*PROBLEM STATEMENT:*
Print, word for word, the part of the catering text between "- US Foods (second-largest" and "supplies and disposables)", inclusive.
-- TEXT UNDER STUDY follows --
Reusable vs. disposable. The dividing line is clear: disposable items that go to the client and are not returned are resale (plates, cups, napkins). Reusable items that you bring back to your kitchen (serving platters, chafing dish frames, linens you launder) are business equipment.
Where Caterers Buy Wholesale
- Sysco (the largest foodservice distributor in North America)
- US Foods (second-largest broadline distributor)
- Performance Food Group (PFG) (growing national distributor)
- Restaurant Depot (cash-and-carry for foodservice professionals)
- Costco Business Center (designed for food service operations)
- Local produce distributors and farmers (seasonal, local sourcing)
- Specialty distributors (seafood, meat, bakery, ethnic foods)
- WebstaurantStore (online foodservice supplies and disposables)
- Dart Container, Georgia-Pacific, Pactiv (disposable supplies manufacturers)
All of these require your resale certificate for tax-exempt purchasing on resale items. Restaurant Depot specifically requires proof of a food service business (resale certificate, business license, or food handler's permit) for membership.
Alcohol and Catering
If your catering business serves alcohol at events:
Alcohol purchases. You need a liquor license (or catering alcohol permit, depending on your state) in addition to your resale certificate. The resale certificate covers the wholesale alcohol purchase. Alcohol is subject to excise taxes separately from sales tax.
-- TEXT UNDER STUDY concluded --
-- INFORMATION SHOWN follows --
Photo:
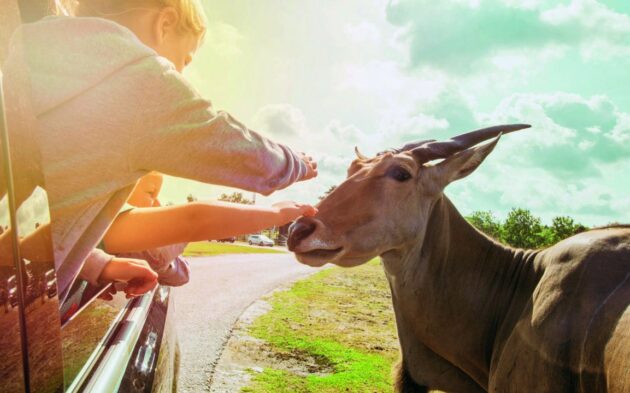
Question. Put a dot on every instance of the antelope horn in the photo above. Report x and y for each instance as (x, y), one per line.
(433, 150)
(360, 155)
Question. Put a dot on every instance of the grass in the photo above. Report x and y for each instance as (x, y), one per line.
(343, 319)
(214, 248)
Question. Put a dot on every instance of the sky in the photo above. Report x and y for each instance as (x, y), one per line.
(325, 76)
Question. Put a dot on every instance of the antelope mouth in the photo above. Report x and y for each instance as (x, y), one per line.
(318, 256)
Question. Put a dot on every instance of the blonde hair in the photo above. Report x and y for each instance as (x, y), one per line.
(192, 18)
-- INFORMATION SHOWN concluded --
*REPLY TO THE EXERCISE:*
- US Foods (second-largest broadline distributor)
- Performance Food Group (PFG) (growing national distributor)
- Restaurant Depot (cash-and-carry for foodservice professionals)
- Costco Business Center (designed for food service operations)
- Local produce distributors and farmers (seasonal, local sourcing)
- Specialty distributors (seafood, meat, bakery, ethnic foods)
- WebstaurantStore (online foodservice supplies and disposables)